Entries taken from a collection
BEGIN
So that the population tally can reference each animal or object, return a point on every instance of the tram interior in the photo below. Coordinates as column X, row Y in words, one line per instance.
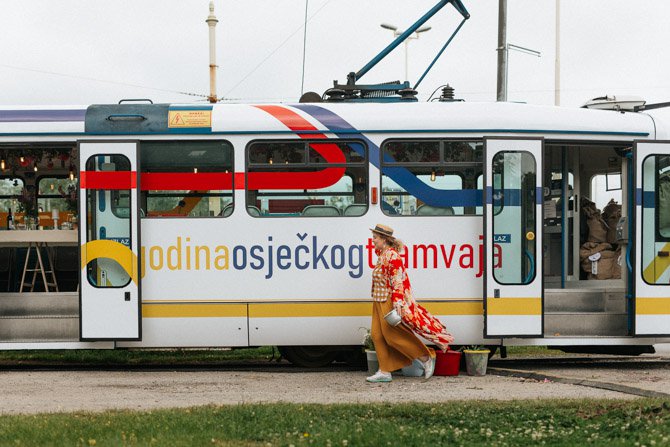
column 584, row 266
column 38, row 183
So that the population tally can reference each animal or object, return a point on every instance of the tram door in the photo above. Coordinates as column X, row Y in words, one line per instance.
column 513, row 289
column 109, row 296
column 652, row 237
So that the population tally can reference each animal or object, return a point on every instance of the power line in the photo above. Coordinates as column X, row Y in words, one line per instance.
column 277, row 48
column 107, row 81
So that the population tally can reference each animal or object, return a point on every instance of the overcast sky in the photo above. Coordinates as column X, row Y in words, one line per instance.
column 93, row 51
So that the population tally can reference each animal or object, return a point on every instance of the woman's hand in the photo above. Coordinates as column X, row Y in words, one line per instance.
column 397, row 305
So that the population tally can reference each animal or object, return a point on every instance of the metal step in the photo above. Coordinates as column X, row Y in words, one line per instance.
END
What this task involves ::
Your copy should match the records above word for word, but without images.

Response to this task ::
So that the population tally can reference each animal or object, return a point on every instance of the tram interior in the photo below. Coordinates as column X, row Y in words, one line per instance.
column 584, row 266
column 38, row 183
So that the population tally can reference each animal or object, return a point on every instance of the tram door in the photo above. Coordinates as column X, row Y in words, one line per instance.
column 513, row 289
column 109, row 296
column 652, row 237
So that the population tally can reference each animal or object, return a point on every instance of the power line in the photo above. Coordinates as column X, row Y in words, one line per instance.
column 277, row 48
column 107, row 81
So that the population tally can reference each animal or object, return a point on every instance of the overcast sky in the photo above. Coordinates as column X, row Y in words, one line per instance.
column 93, row 51
So that the population tally can reference each animal or object, return a point on every instance of the woman's hand in the photo above. Coordinates as column X, row Y in words, one line per instance.
column 397, row 305
So that the population tally can reference each animal or object, return a point on every instance of the metal step in the photo above. Coordinates as column X, row Y in words, one line per instance.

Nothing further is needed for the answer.